--- Document segment Enclosed Below ---
I have given more than 10 years of my life to these pills...years that should have probably been the best years of my life, as it was all in my 30's, many little babies later, a house, etc., etc. Now I'm forever going to look back on these years as years of struggle and secrets.
But I'll tell ya this...as long as we have the desire in us to get clean, we still have hope! I want to be clean, I desire it with all my heart, and I'm going to hang on to that truth until I make it a reality. The same goes for all of us!! Unless we've gone too far and have died, there is still hope, no matter what we've been thru or where we are right now. Naturally, I just want to go to bed and wake up a month later, all opiates out of my system, no withdrawls, and no cravings, then just hop out of bed and start my new life!
Of course that's a major fantasy, but there IS some truth to it! I CAN go to bed with the determination of waking up the next day and concentrating on the positive.
I can sit on that toilet the next day and double over with cramps and Praise God that horrible Hell drug is leaving my system!
I can sweat like a pig and stink under my arms and PRAISE GOD I am sweating out the poison of opiate addiction.
I can struggle with concentration and have my mind want to shut down and PRAISE GOD I am experiencing the worst and it will only get better as each day comes and goes.
I can lay on the couch with literally no motivation whatsoever and PRAISE GOD my body is being healed minute by minute and one day I will have the energy to do everything I did on my "best" day using, and more, but I'll be clean!
We can do this!!! We WILL do this!! The devil can kiss my a**!!! I'm sick of being his slave and I'm sick of him laughing at us every time we choose to partake in the poison he's offering us that comes in cute little pill forms.
We can do this, gang! We really can!!
Lots of love and understanding to every single one of you that gets what I'm saying...
And looking forward with all of you to our NEW, CLEAN lives!!
You can definitely die from Benzodiazepine withdrawals along with alcohol as you mentioned. You have seizures. Can cause many life threatening conditions. Believe me I went through this just recently. Came very close to death. Read my threads and replies for specifics. But without question you can die going cold turkey off benzos. And Xanax is one of the worst. Tappering with medical supervision is the way to go. And I would tapper with a longer acting benzo like Klonopin or Diazepam. Do it slow, especially if your hubby has been taking a large dose for a prolonged period. God Bless.
Thank you for your response. I'll have to look up the difference between benzo's and op's, I just don't know the difference.
All I know is that I feel like I'm going to die. Have been trying to withdrawel from the suboxone. Couldn't take it anymore becuase I had to go to work. So of course I caved and made my husband give me a few percs to get the strength going and be able to function.
Now my fear is that I probably set myself right smack back to where I was before and have to start all over again?
I'm so desperate I'm ready to try and buy subx on line. It is pointless talking to my doctor. She kept lowering my dose way too fast and I have been telling her over and over again she was making it painful for me. I thought it was hard then, but with nothing is so much harder.
I tried to find another doctor, but can't find anyone else that perscribes it.
My god - that is perfect. I can agree with every single thing you are saying.
Each and every moment I am hopefully getting better. Believe it or not this is my first day without taking a pill. My mind is already playing tricks...asking me to make myself feel better by taking - even one.
I want my life back. I have fought this fight too long and it is time to wake up and realize I need to dump this s..t.
Thanks for your post - it is exactly the answer I am looking for. Now, for the rest of my life (and waiting to feel again without the drugs).
--- End of Enclosed Document segment ---
--- Extracted records Enclosed Below ---
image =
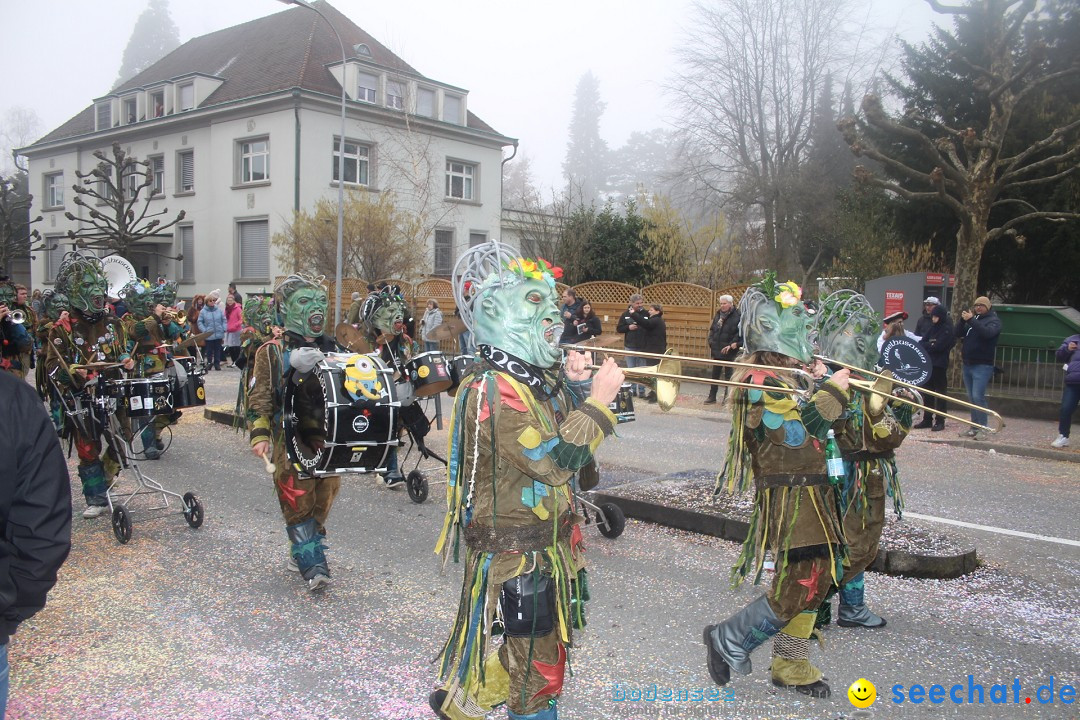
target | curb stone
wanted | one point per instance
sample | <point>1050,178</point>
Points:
<point>890,562</point>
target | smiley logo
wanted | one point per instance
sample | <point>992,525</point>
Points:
<point>862,693</point>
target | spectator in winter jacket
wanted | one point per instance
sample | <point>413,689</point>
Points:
<point>633,323</point>
<point>979,329</point>
<point>1068,353</point>
<point>35,511</point>
<point>724,341</point>
<point>212,320</point>
<point>937,342</point>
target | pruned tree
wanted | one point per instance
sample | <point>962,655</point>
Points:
<point>751,75</point>
<point>118,215</point>
<point>956,143</point>
<point>154,36</point>
<point>380,239</point>
<point>17,239</point>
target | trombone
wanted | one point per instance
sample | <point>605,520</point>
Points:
<point>667,375</point>
<point>872,388</point>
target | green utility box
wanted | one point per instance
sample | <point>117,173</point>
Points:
<point>1038,327</point>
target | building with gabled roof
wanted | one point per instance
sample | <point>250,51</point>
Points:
<point>242,127</point>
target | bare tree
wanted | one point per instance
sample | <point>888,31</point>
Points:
<point>752,72</point>
<point>116,186</point>
<point>977,171</point>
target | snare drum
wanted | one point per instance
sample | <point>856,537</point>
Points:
<point>143,397</point>
<point>188,384</point>
<point>429,374</point>
<point>623,405</point>
<point>356,401</point>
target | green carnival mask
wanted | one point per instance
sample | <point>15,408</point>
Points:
<point>258,313</point>
<point>522,318</point>
<point>301,306</point>
<point>774,320</point>
<point>82,279</point>
<point>848,329</point>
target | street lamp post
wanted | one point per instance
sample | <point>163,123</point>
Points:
<point>340,148</point>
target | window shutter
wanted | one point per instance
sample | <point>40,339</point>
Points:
<point>188,248</point>
<point>254,249</point>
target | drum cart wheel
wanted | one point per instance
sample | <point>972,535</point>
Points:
<point>121,524</point>
<point>417,486</point>
<point>192,510</point>
<point>610,520</point>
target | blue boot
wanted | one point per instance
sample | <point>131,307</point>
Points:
<point>853,610</point>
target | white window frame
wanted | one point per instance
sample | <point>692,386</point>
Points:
<point>466,172</point>
<point>250,154</point>
<point>360,160</point>
<point>183,188</point>
<point>186,246</point>
<point>106,110</point>
<point>426,92</point>
<point>152,103</point>
<point>443,252</point>
<point>455,118</point>
<point>395,100</point>
<point>181,90</point>
<point>158,168</point>
<point>264,262</point>
<point>54,190</point>
<point>367,93</point>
--- End of Enclosed Extracted records ---
**Problem statement**. Reproduce the portion of the forum posts on getting off pills from "Thank you for" up to and including "that perscribes it.", keeping every word unchanged.

**Expected answer**.
Thank you for your response. I'll have to look up the difference between benzo's and op's, I just don't know the difference.
All I know is that I feel like I'm going to die. Have been trying to withdrawel from the suboxone. Couldn't take it anymore becuase I had to go to work. So of course I caved and made my husband give me a few percs to get the strength going and be able to function.
Now my fear is that I probably set myself right smack back to where I was before and have to start all over again?
I'm so desperate I'm ready to try and buy subx on line. It is pointless talking to my doctor. She kept lowering my dose way too fast and I have been telling her over and over again she was making it painful for me. I thought it was hard then, but with nothing is so much harder.
I tried to find another doctor, but can't find anyone else that perscribes it.